Records provided ▸
_ _ _ _ _

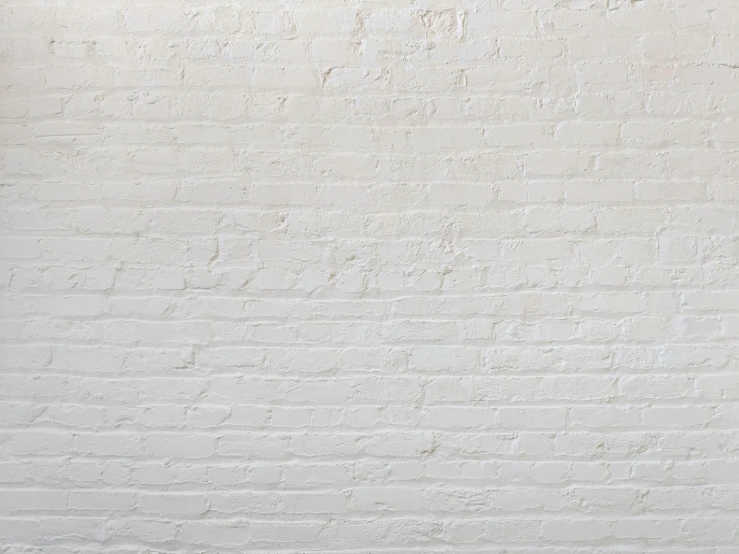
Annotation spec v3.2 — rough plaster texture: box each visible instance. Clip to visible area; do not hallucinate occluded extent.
[0,0,739,554]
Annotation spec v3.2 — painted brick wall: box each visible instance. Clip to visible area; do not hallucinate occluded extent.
[0,0,739,554]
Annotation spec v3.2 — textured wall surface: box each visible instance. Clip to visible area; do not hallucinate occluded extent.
[0,0,739,554]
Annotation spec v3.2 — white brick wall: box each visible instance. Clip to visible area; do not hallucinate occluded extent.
[0,0,739,554]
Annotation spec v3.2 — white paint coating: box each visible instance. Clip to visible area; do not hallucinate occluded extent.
[0,0,739,554]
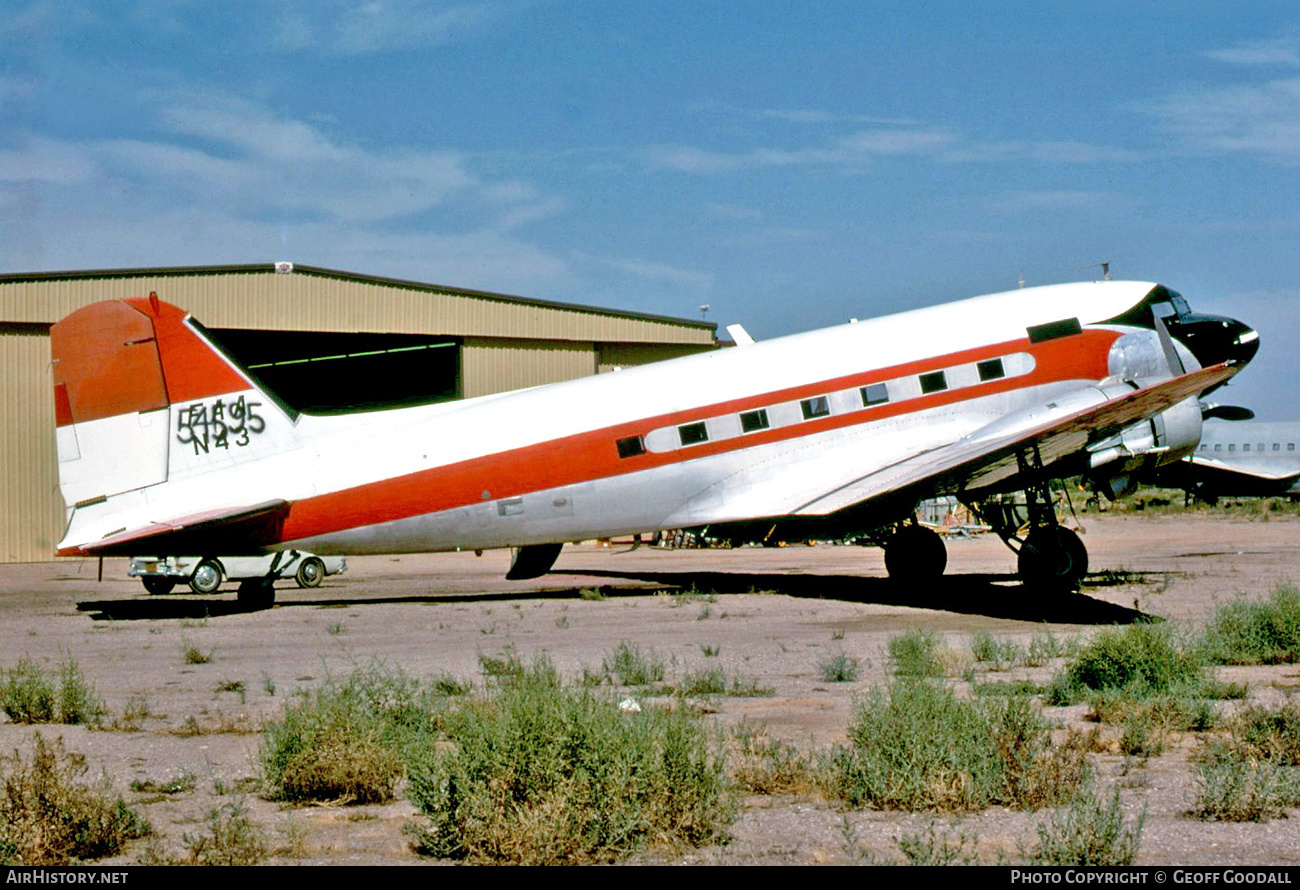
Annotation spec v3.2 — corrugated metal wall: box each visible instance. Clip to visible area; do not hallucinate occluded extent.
[0,329,64,563]
[0,263,714,347]
[460,338,595,399]
[0,266,716,563]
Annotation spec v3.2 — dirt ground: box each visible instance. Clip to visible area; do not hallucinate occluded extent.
[0,515,1300,865]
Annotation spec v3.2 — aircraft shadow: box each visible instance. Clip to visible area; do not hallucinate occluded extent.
[77,569,1152,625]
[551,570,1152,625]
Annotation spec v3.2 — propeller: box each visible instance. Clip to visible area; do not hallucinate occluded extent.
[1201,401,1255,421]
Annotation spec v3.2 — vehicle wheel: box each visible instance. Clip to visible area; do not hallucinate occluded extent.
[238,578,276,609]
[294,556,325,587]
[885,525,948,581]
[140,574,176,596]
[1017,526,1088,590]
[190,560,225,594]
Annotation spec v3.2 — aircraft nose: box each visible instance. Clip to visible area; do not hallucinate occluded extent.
[1169,314,1260,368]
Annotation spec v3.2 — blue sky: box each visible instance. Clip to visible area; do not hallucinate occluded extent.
[0,0,1300,420]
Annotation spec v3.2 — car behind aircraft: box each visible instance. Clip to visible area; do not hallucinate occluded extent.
[126,550,347,594]
[51,281,1258,605]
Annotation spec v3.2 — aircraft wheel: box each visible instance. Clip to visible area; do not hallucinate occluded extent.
[190,560,225,594]
[885,525,948,581]
[238,578,276,609]
[140,574,176,596]
[1017,526,1088,590]
[294,556,325,587]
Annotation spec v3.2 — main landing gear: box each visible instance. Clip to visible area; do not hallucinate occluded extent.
[884,522,948,581]
[967,456,1088,591]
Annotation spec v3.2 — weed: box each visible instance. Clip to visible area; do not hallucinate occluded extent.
[601,642,664,686]
[0,656,108,724]
[183,800,268,865]
[971,630,1027,670]
[677,667,727,695]
[1031,790,1147,867]
[889,630,943,677]
[478,646,525,680]
[181,639,216,664]
[259,665,447,803]
[732,726,816,794]
[1205,586,1300,664]
[894,822,978,867]
[816,652,862,683]
[827,681,1089,809]
[408,672,733,864]
[1192,704,1300,822]
[1049,624,1205,704]
[131,769,199,794]
[0,733,151,865]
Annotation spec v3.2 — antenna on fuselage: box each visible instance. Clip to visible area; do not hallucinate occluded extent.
[1075,260,1110,281]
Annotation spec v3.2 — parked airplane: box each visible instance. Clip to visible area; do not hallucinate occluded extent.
[51,281,1258,604]
[1156,422,1300,503]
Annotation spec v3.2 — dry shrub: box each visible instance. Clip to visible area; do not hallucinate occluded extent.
[0,733,150,865]
[280,733,402,803]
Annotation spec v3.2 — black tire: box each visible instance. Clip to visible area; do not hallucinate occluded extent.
[238,578,276,609]
[140,574,176,596]
[885,525,948,581]
[294,556,325,587]
[1017,526,1088,591]
[190,560,226,594]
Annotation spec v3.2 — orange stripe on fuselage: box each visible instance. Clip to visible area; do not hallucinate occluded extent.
[274,330,1119,540]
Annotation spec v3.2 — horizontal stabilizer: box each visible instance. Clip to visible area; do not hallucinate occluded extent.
[796,362,1240,516]
[59,500,289,556]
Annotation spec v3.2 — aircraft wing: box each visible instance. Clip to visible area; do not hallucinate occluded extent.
[61,500,289,556]
[793,362,1239,516]
[1183,455,1300,482]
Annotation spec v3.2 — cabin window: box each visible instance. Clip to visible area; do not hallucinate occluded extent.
[800,395,831,420]
[740,408,770,433]
[677,421,709,444]
[859,383,889,408]
[975,359,1006,383]
[920,370,948,395]
[1024,318,1083,343]
[618,435,646,457]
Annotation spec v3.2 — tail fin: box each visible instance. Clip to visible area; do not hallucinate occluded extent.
[49,294,296,551]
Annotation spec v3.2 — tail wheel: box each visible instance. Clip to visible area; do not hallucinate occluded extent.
[1017,525,1088,590]
[294,556,325,587]
[190,560,225,594]
[885,525,948,581]
[140,574,176,596]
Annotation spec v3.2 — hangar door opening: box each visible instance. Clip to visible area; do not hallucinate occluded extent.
[208,327,462,414]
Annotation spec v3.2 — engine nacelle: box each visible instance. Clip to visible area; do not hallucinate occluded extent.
[1089,398,1201,500]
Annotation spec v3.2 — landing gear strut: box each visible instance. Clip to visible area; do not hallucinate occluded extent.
[966,451,1088,592]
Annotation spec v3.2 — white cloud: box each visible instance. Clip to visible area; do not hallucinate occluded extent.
[1145,78,1300,164]
[274,0,495,56]
[0,94,573,295]
[1205,40,1300,68]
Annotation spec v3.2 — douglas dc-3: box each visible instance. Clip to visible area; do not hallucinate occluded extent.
[51,281,1258,605]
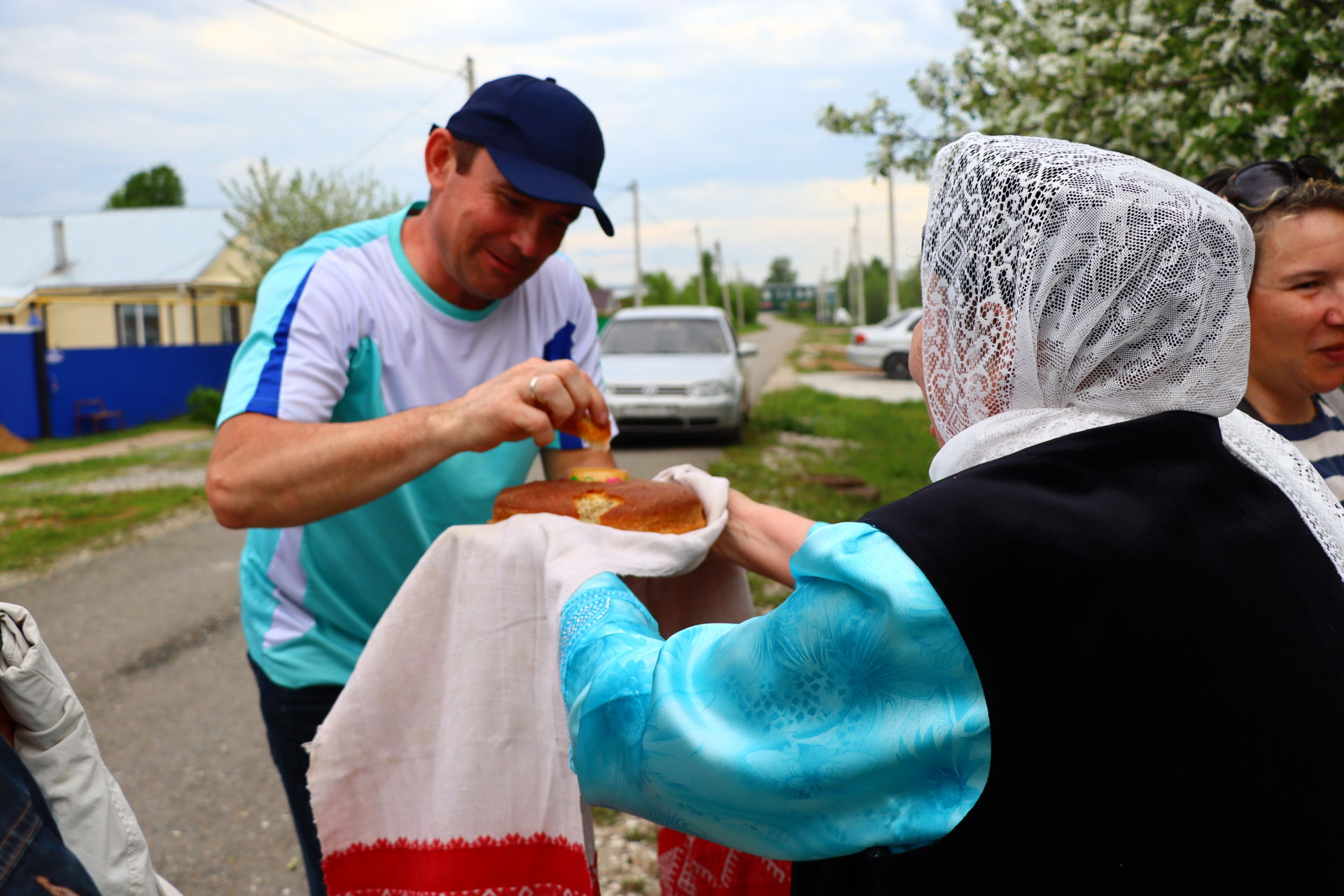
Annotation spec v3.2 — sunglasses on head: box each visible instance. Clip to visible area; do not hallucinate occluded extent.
[1220,156,1338,211]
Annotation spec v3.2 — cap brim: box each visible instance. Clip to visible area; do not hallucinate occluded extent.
[485,144,615,237]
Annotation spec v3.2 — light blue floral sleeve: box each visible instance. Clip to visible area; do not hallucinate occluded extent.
[561,523,989,860]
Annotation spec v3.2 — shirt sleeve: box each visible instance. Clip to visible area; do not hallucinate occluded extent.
[216,244,359,426]
[543,253,620,450]
[561,523,989,860]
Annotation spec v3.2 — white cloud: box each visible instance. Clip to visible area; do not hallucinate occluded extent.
[0,0,962,291]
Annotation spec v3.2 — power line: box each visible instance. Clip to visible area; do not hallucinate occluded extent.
[341,77,456,171]
[244,0,468,78]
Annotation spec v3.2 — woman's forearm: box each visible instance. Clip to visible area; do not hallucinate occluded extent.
[714,490,815,589]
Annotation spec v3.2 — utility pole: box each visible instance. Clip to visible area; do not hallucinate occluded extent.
[853,203,868,326]
[732,262,748,333]
[630,180,644,307]
[887,168,900,317]
[849,225,863,323]
[695,224,710,307]
[812,265,827,323]
[714,241,734,329]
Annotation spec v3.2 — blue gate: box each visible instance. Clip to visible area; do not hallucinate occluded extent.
[0,328,42,440]
[42,344,238,437]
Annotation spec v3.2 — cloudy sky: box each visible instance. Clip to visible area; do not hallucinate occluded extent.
[0,0,965,286]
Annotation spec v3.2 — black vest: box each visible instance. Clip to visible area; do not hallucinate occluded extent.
[793,411,1344,896]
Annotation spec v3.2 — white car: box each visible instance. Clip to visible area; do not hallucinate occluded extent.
[846,307,923,380]
[601,305,757,440]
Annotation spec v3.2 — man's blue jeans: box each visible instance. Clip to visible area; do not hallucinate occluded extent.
[247,657,342,896]
[0,740,98,896]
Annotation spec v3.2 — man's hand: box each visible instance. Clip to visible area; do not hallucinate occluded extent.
[438,357,609,451]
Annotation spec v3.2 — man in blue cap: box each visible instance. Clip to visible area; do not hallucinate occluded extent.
[206,75,614,895]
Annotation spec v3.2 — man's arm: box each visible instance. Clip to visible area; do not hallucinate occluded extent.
[206,358,610,528]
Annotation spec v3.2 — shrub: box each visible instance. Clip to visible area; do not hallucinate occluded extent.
[187,386,225,426]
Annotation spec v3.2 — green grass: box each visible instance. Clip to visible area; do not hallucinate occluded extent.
[710,387,938,607]
[0,438,210,571]
[0,414,210,459]
[798,321,849,345]
[0,486,206,571]
[0,446,210,486]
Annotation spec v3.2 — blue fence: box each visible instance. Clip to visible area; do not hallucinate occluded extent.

_ _ _ _ _

Task objective ▸
Convert the entries from the line with "Annotation spec v3.2 — woman's" up to and including the line with "[714,490,815,589]" into a two-column CSV with the headers "label_request" and "box". Give one row per entry, put each field in quotes, and replace any line breaks with spaces.

Finished exercise ▸
label_request,box
"Annotation spec v3.2 — woman's forearm: box each visible instance. Clip to visible area; do not hallucinate occluded extent.","[714,490,815,589]"